• [TASK BRIEF]:
Copy the data precisely, character for character, and leave out every picture.

• [INFORMATION SUPPLIED]:
######

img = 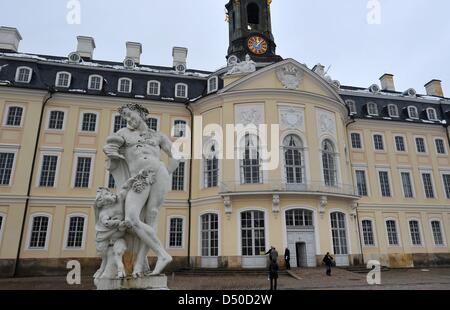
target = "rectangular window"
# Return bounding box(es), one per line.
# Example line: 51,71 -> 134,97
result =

######

• [OUTPUT FOR THIS TASK]:
img = 
target = "rectangular window"
# Return bounding box(es), one per line.
# Example line: 51,71 -> 134,97
result =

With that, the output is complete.